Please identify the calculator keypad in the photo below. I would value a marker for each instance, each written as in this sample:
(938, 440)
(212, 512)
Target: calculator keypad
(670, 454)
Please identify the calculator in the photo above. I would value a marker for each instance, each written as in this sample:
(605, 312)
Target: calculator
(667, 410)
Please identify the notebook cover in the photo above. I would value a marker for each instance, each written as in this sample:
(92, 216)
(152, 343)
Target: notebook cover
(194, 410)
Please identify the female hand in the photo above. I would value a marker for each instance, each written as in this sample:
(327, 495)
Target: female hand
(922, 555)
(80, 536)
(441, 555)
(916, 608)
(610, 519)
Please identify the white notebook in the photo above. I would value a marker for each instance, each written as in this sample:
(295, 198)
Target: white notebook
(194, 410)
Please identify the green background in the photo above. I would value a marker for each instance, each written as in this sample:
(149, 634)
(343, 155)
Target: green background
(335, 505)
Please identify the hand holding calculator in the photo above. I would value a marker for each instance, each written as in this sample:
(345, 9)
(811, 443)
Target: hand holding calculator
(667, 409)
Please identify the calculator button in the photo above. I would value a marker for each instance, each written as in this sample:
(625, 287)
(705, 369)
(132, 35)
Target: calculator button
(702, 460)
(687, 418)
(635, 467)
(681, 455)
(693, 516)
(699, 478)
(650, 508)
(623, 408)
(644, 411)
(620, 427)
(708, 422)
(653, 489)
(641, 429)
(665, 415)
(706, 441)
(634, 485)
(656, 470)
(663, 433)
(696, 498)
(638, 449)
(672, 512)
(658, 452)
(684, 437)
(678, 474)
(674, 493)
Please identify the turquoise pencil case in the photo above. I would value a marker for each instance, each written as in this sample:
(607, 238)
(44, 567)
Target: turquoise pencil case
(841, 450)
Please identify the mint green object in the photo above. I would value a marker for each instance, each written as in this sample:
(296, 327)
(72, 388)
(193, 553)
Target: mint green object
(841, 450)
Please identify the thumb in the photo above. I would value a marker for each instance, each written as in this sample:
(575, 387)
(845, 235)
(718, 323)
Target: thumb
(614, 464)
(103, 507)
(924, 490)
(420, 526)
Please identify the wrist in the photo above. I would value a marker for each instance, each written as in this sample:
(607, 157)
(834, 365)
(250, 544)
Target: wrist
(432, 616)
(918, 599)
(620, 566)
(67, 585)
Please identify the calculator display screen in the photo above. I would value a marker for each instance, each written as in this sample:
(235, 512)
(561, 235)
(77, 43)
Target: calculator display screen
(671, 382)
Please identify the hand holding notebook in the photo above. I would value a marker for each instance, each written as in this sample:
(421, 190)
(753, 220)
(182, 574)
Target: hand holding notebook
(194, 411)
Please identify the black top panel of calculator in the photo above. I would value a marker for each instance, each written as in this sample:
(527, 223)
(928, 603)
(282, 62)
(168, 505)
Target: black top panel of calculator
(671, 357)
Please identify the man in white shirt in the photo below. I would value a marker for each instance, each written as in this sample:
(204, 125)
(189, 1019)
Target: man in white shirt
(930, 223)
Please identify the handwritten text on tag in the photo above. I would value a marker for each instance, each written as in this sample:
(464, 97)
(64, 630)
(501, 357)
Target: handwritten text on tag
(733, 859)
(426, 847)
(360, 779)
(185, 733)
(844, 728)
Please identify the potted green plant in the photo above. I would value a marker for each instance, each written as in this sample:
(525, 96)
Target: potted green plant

○ ○ ○ ○

## DIRECTIONS
Where does the word "plant" appear in the records? Copy every line that holds it.

## YOUR SOLUTION
Please identify the potted green plant in the photo above. I would value a marker for each instance, each written as in this sample:
Target: potted green plant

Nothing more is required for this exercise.